Records from a data collection:
********************
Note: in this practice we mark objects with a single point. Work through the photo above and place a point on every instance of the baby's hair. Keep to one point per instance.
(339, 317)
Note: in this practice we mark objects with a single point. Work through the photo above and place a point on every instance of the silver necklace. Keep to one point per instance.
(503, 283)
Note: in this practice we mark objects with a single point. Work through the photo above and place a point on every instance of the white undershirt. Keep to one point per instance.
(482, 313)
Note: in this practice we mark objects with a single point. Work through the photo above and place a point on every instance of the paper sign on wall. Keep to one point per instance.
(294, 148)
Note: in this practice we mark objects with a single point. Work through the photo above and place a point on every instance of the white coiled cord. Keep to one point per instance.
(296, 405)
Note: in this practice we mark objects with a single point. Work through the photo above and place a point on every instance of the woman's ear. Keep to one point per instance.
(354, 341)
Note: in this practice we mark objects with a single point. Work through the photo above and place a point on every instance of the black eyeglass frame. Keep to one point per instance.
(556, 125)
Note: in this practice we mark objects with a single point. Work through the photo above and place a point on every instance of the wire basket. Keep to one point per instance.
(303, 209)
********************
From the line containing "wall. Keep to one point per instance." through the final line of the listing above, retype every line exactly; leave out everything else.

Note: in this practice we mark objects with a single point. Work through the photo above and place a point on every instance of the paper sign on wall. Keep to one point per instance.
(294, 148)
Note: in this practice we mark objects with a single point. Work through the photo above and place a point on every instance of the white coiled cord. Keep to one point per instance.
(296, 405)
Note: in this practice we mark objects with a single point. Work through the photo above and place a point on every instance of the woman's ear. Keep to one point per instance.
(354, 341)
Note: in this practice we mark objects with a single point. Work through the photo above and place a point on every instance of the black eyeglass frame. Keep to one point per instance.
(556, 125)
Note: in this practice we mark objects with a single point. Work through the photo above and place a point on every instance of the wire basket. Keep to one point per instance.
(303, 209)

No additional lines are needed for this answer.